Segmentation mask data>

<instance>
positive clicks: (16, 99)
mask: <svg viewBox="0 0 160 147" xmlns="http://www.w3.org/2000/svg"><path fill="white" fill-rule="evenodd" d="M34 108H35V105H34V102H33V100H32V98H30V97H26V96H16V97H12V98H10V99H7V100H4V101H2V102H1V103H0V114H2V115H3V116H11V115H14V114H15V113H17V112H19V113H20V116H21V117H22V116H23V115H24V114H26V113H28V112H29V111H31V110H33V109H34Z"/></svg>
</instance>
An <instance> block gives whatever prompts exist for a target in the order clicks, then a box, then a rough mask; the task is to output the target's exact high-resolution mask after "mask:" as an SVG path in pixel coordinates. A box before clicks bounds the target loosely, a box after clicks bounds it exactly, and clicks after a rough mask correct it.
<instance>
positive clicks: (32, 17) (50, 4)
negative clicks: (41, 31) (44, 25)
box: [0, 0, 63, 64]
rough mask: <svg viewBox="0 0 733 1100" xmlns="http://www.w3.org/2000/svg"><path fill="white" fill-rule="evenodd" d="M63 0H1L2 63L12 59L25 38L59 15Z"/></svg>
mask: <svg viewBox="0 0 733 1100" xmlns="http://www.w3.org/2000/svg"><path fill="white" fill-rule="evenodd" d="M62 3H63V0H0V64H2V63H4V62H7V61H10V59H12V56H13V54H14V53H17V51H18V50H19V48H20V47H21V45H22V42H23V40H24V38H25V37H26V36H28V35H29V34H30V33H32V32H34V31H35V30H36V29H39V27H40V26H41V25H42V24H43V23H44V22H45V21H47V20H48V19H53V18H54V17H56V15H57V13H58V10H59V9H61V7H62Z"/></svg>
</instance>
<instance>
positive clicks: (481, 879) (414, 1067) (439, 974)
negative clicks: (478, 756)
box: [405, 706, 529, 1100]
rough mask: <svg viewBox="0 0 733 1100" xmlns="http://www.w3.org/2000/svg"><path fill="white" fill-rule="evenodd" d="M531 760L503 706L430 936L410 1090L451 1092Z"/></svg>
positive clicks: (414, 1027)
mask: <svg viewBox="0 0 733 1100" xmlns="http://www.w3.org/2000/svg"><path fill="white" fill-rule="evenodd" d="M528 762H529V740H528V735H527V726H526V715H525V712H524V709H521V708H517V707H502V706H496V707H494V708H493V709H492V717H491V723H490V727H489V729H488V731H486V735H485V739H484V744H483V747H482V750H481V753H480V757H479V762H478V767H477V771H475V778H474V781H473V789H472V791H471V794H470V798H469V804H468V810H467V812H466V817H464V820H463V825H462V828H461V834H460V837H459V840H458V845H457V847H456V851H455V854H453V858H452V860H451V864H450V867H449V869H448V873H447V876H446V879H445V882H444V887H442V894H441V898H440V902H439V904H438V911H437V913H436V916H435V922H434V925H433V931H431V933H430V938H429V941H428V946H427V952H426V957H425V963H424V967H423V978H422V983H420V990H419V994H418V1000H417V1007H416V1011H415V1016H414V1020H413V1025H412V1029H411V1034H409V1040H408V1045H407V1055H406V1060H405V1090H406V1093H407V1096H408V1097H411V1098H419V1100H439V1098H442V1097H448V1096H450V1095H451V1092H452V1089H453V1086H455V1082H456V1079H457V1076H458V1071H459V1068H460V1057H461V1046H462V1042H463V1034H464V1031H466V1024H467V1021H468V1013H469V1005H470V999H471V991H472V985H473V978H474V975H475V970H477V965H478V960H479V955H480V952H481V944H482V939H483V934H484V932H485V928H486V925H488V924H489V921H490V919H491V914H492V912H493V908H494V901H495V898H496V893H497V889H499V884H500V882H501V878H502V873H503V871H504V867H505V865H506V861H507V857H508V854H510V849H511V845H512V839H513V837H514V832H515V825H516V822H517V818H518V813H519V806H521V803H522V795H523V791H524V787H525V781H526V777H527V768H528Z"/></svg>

Problem to work on> Your answer should consist only of the lines above between the line holding "positive clicks: (481, 879)" and the line holding "760L503 706L430 936L410", inclusive, each transcribed exactly.

Exercise solution>
positive clicks: (481, 879) (414, 1067) (439, 974)
negative clicks: (478, 756)
box: [405, 706, 529, 1100]
rough mask: <svg viewBox="0 0 733 1100" xmlns="http://www.w3.org/2000/svg"><path fill="white" fill-rule="evenodd" d="M531 760L503 706L430 936L410 1090L451 1092Z"/></svg>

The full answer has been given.